▶ TASK TO COMPLETE
Begin at the line that contains "white goal frame" and continue through the end of the records, writing each line again with the requests included, but multiply every coordinate in the answers by 1.65 and round to whole numbers, halves up. Leave the pictures out.

BEGIN MATERIAL PROVIDED

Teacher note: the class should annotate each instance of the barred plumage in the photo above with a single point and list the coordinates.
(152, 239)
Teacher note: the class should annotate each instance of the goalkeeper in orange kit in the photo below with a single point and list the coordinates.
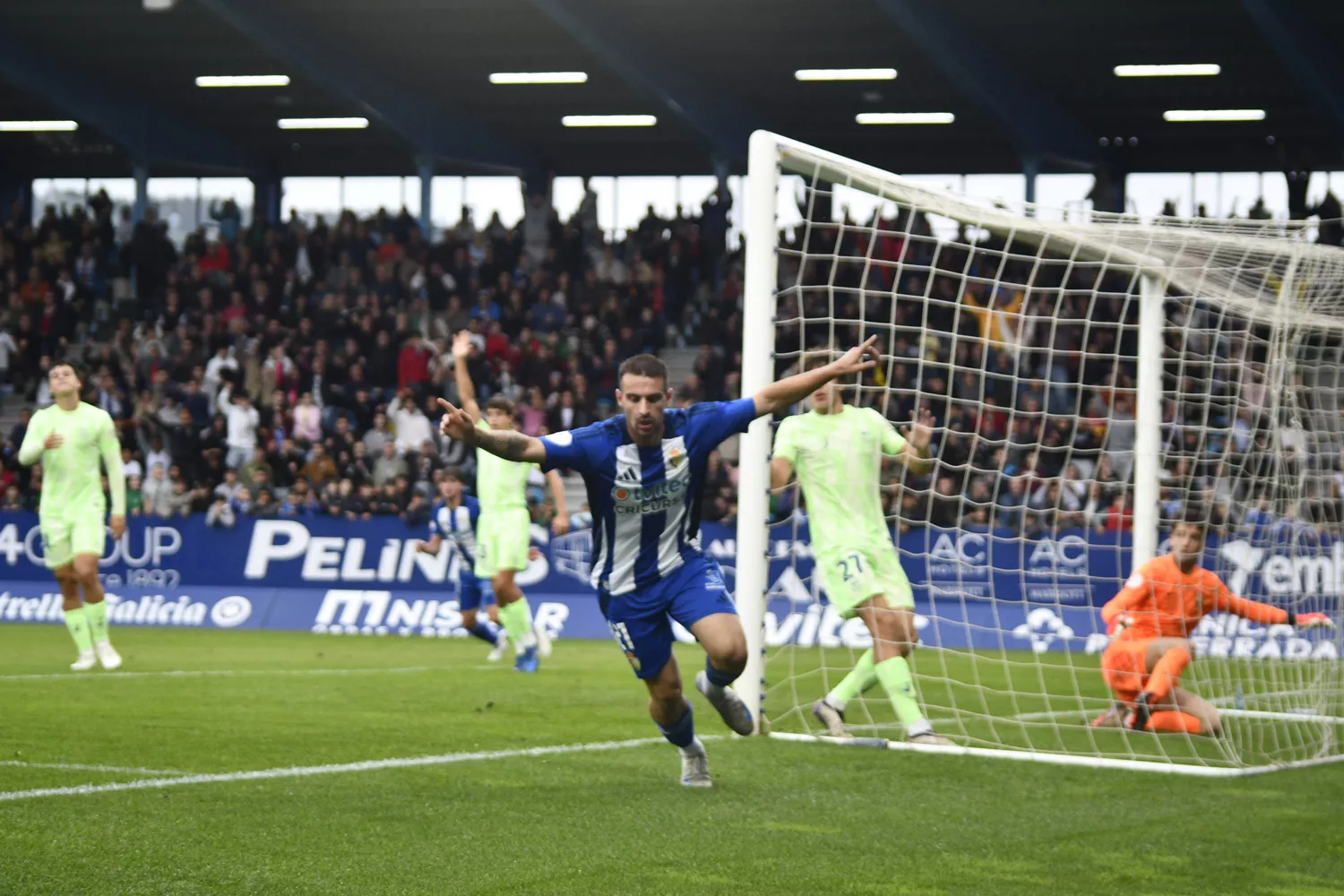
(1150, 619)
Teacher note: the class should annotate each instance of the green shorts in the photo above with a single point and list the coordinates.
(503, 538)
(64, 538)
(852, 575)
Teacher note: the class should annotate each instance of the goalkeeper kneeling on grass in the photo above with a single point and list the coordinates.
(1150, 622)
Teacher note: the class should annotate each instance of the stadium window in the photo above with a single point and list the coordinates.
(1148, 193)
(634, 195)
(217, 191)
(62, 191)
(448, 202)
(1005, 188)
(489, 195)
(1066, 194)
(312, 196)
(366, 195)
(177, 204)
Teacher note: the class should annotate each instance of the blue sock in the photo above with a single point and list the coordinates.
(680, 732)
(717, 678)
(484, 630)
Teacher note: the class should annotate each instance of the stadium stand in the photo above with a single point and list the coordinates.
(293, 370)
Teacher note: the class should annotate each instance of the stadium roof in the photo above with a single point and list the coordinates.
(1023, 81)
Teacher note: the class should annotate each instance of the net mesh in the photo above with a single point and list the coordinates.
(1019, 332)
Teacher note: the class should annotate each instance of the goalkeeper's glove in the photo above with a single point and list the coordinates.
(1311, 621)
(1120, 624)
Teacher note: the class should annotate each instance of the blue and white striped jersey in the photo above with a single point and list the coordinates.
(645, 501)
(457, 525)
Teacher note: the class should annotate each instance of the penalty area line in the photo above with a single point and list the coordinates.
(339, 769)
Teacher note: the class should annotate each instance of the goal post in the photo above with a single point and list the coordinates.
(1090, 376)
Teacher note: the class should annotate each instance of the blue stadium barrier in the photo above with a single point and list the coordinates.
(335, 576)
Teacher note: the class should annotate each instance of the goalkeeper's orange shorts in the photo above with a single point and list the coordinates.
(1124, 665)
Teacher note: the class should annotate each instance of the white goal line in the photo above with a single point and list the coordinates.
(201, 673)
(304, 771)
(1225, 712)
(80, 766)
(1055, 758)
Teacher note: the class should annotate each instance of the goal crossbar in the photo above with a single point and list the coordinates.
(1265, 273)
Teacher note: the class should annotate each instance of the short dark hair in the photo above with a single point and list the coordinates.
(73, 366)
(500, 403)
(648, 366)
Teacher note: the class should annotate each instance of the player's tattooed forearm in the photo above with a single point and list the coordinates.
(505, 444)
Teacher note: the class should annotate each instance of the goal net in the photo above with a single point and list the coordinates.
(1091, 378)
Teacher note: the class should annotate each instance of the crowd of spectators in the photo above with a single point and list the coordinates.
(292, 368)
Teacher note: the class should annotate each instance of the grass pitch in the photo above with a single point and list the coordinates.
(782, 818)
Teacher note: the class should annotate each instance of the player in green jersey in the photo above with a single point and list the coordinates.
(503, 530)
(838, 452)
(69, 438)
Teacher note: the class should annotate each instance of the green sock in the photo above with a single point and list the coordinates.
(894, 675)
(78, 625)
(99, 619)
(859, 680)
(516, 619)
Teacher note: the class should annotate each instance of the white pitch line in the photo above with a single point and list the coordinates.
(193, 673)
(74, 766)
(1225, 713)
(303, 771)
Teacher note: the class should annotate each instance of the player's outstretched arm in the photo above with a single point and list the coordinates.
(776, 397)
(510, 445)
(1116, 611)
(1266, 614)
(35, 441)
(462, 376)
(110, 450)
(561, 524)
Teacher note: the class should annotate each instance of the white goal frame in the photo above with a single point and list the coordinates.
(771, 156)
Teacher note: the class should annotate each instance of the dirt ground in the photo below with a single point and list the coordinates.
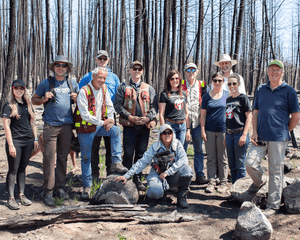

END MATERIAL PROVIDED

▶ WRITTEN SOLUTION
Teacher note: the class should annotate each instance of the white goal frame in the photo above with a single point and list the coordinates.
(1272, 257)
Teacher note: the class should annotate each instance of the dirt ground in the photo below with a single point and list the coordinates.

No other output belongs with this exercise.